Work required
Print all the records exactly, please.

[Collection entries]
################

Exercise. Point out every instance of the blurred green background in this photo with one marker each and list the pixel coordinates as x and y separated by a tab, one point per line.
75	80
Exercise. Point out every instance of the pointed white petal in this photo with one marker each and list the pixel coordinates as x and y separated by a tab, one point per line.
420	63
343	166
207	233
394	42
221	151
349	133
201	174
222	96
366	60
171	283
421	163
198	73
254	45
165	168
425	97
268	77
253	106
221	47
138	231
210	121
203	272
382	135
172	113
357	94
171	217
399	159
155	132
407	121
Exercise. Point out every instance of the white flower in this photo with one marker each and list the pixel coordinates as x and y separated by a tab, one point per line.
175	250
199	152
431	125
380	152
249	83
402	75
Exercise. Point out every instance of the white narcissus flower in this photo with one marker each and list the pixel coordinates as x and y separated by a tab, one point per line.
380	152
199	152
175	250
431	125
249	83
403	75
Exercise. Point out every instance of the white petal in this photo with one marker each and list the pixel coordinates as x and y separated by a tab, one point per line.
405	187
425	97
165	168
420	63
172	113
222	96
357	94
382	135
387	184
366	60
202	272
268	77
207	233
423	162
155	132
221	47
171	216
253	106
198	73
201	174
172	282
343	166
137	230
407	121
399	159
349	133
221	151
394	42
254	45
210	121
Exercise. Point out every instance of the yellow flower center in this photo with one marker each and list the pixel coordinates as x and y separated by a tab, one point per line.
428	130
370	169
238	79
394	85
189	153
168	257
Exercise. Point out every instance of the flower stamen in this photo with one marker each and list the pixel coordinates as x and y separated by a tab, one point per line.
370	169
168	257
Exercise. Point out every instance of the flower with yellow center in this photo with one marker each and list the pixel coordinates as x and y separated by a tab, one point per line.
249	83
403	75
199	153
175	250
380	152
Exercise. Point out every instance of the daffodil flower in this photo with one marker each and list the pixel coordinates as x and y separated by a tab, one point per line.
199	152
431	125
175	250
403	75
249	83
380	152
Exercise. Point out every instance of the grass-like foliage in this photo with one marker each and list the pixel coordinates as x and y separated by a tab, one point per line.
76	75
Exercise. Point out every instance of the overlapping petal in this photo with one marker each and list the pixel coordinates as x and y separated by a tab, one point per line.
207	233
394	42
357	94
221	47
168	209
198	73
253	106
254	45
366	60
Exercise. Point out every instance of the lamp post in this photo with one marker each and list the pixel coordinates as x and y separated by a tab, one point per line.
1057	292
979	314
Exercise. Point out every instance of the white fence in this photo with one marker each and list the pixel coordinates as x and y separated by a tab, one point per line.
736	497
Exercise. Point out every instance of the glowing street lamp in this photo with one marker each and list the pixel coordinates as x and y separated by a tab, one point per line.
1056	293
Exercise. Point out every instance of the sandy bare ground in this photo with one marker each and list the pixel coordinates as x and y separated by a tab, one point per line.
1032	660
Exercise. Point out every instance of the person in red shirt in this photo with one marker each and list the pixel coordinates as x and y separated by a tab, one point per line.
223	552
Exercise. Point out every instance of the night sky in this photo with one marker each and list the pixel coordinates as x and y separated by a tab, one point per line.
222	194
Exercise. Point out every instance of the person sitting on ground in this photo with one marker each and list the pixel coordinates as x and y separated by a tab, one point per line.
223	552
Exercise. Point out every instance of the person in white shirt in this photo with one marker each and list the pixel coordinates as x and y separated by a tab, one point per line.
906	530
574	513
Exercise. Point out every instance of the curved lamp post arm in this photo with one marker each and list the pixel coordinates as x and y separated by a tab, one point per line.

################

Exercise solution
Exercise. Point out every instance of the blurred green background in this photo with one marker each and list the pixel coordinates as x and y separated by a tab, one point per line.
75	80
Exercise. Point out every instance of the pointed white petal in this photo with one marker each and list the pixel coordinates as x and y separated by a tab, one point per line.
420	63
343	166
207	233
394	42
221	151
349	133
201	174
222	96
366	60
171	283
421	163
198	73
254	45
165	168
425	97
268	77
253	106
221	47
138	231
210	121
203	272
382	135
172	113
357	94
171	217
399	159
155	132
407	121
Exercise. Point out every instance of the white flower in this photo with one marker each and list the pixel coordinates as x and y separated by a tab, one point per line.
175	250
199	152
431	125
380	152
249	83
402	75
Exercise. Point out every instance of the white narcissus flower in this photo with one marker each and list the pixel coordinates as x and y separated by a tab, one point per line.
380	152
199	152
175	250
431	125
249	83
403	75
Exercise. Point out every instance of the white petal in this photo with one marker each and list the pixel coordinates as x and y separated by a tab, one point per line.
405	187
425	97
165	168
420	63
172	113
222	96
357	94
382	135
387	184
366	60
202	272
268	77
207	233
423	162
155	132
221	47
171	216
253	106
198	73
201	174
172	282
343	166
137	230
407	121
399	159
349	133
221	151
394	42
254	45
210	121
Exercise. Point out every instance of the yellow flower center in this photo with one marker each and list the pixel coordinates as x and y separated by a tab, one point per line.
428	130
370	169
238	79
394	85
189	153
168	257
Exercise. Point out every instance of the flower stamen in this photo with one marker each and list the pixel coordinates as x and y separated by a tab, one point per line.
370	169
168	257
Exercise. Point out every instance of the flower with yellow center in this photo with one marker each and list the pixel coordinates as x and y separated by a tab, one point per line.
249	83
403	75
199	153
175	250
380	152
Exercise. Point out every instance of the daffodil flower in this photo with one marker each and list the pixel coordinates as x and y separated by a tab, one point per line.
199	152
431	125
175	250
403	75
249	83
380	152
Exercise. Point out every instance of the grass-like foliage in this photo with one marker each and list the pixel coordinates as x and y separated by a tab, one point per line.
76	75
Exercise. Point out every instance of the overlapping petal in this photo with one marker each and list the pixel coordinates as x and y separated by a tab, one point per line.
207	233
394	42
357	94
221	47
168	209
198	73
253	106
254	45
366	60
Exercise. Point out every instance of the lamp post in this photo with one marker each and list the pixel coordinates as x and y separated by a tab, one point per line.
1057	292
979	314
Exercise. Point out every instance of the white fence in this photo with one marker each and list the pixel coordinates as x and y separated by a tab, one point per line.
736	497
Exercise. Point out every instance of the glowing street lamp in this photo with one marker each and list the pixel coordinates as x and y separated by a tab, one point per line.
1056	293
Exercise. Point out every instance of the sandy bare ground in this photo with one marker each and list the pixel coordinates as x and y separated by a tab, one point per line.
1032	660
Exercise. Point out every instance of the person in red shirt in this photo with one marker each and list the pixel coordinates as x and y separated by a tab, one point per line.
223	552
Exercise. Point out every instance of the night sky in this photo with one marker each and list the pixel coordinates as x and y separated by a tab, one point per line.
222	194
Exercise. Point out every instance of the person sitting on ground in this photo with one marker each and list the pixel coordinates as x and y separated by a tab, one point per line.
223	552
Exercise. Point out every instance of the person in white shirt in this photo with one marker each and list the pixel coordinates as x and y separated by a tab, one point per line.
906	530
574	513
Exercise. Point out every instance of the curved lamp post arm in this photo with one marker each and list the pixel coordinates as x and y separated by a tab, one point per line.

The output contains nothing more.